**Source records:**

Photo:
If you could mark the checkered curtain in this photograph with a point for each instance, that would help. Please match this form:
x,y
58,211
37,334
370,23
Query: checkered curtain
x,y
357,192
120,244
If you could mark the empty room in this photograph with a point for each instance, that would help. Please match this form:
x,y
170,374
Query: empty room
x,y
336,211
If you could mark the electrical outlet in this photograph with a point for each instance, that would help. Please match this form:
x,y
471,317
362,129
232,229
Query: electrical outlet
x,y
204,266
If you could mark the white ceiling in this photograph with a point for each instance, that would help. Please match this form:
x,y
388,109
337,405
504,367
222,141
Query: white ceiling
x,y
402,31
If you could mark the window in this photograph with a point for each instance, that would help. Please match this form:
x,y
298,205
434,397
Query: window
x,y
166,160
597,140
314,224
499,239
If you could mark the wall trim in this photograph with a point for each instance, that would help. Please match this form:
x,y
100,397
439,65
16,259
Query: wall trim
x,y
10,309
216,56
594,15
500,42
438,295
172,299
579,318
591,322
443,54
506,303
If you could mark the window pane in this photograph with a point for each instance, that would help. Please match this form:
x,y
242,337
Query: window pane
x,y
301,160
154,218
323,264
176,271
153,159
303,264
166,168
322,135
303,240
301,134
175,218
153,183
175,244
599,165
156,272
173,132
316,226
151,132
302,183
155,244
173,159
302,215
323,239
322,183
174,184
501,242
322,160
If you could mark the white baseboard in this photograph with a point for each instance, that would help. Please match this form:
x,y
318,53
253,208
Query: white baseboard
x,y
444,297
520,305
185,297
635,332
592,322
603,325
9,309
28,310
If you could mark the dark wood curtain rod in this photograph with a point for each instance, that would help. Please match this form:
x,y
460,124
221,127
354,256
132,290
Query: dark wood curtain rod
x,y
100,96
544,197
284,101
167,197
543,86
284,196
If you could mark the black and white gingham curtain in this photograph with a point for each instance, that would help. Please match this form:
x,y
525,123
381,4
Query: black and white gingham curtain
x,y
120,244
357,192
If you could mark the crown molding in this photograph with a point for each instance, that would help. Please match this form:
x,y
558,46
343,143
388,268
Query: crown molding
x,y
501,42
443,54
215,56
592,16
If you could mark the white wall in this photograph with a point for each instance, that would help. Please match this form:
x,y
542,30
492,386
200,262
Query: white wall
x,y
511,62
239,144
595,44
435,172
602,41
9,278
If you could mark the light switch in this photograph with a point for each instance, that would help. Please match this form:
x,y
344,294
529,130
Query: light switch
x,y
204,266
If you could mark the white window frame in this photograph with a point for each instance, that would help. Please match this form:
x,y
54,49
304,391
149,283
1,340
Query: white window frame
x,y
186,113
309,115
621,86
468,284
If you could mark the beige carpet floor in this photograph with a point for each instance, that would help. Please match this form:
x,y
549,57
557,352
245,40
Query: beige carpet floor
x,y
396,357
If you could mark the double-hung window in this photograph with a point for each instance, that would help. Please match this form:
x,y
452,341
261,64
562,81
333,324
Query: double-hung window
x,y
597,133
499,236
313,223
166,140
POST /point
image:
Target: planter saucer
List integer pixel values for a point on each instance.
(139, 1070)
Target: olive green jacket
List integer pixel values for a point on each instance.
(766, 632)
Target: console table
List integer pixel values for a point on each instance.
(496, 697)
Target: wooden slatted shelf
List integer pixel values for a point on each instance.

**What you will do:** Give the stretch of the listing from the line containing "If you could mark the light" through the line containing "(139, 1070)", both included, as a Markdown table with the columns Row and Text. Put a running number in Row and the line in Text, and omit blank lines.

**Result of this task:**
| Row | Text |
|---|---|
| 1 | If you could mark the light switch in this photograph with a point for each instance, that would help. Please match this form: |
| 2 | x,y |
| 3 | 344,294 |
| 4 | 529,130 |
| 5 | Query: light switch |
| 6 | x,y |
| 7 | 204,266 |
| 8 | If you could mark the white window frame in this photograph with a point for each instance, that would help. Please match this form: |
| 9 | x,y |
| 10 | 54,49 |
| 11 | 304,391 |
| 12 | 149,283 |
| 13 | 1,340 |
| 14 | Query: white window frame |
| 15 | x,y |
| 16 | 186,113 |
| 17 | 309,115 |
| 18 | 621,86 |
| 19 | 468,284 |
| 20 | If you could mark the beige carpet floor in this photograph with a point for each instance, that would help. Please match this form: |
| 21 | x,y |
| 22 | 549,57 |
| 23 | 557,352 |
| 24 | 245,40 |
| 25 | Query: beige carpet floor |
| 26 | x,y |
| 27 | 396,357 |
| 28 | If you could mark the double-hung window in this photograph with a point for each instance, that would help. Please match this form: |
| 29 | x,y |
| 30 | 452,341 |
| 31 | 261,64 |
| 32 | 562,81 |
| 33 | 333,324 |
| 34 | Query: double-hung window |
| 35 | x,y |
| 36 | 597,133 |
| 37 | 499,236 |
| 38 | 313,223 |
| 39 | 166,140 |
| 40 | POST /point |
| 41 | image: |
| 42 | Target: planter saucer |
| 43 | List integer pixel values for a point on each instance. |
| 44 | (139, 1070) |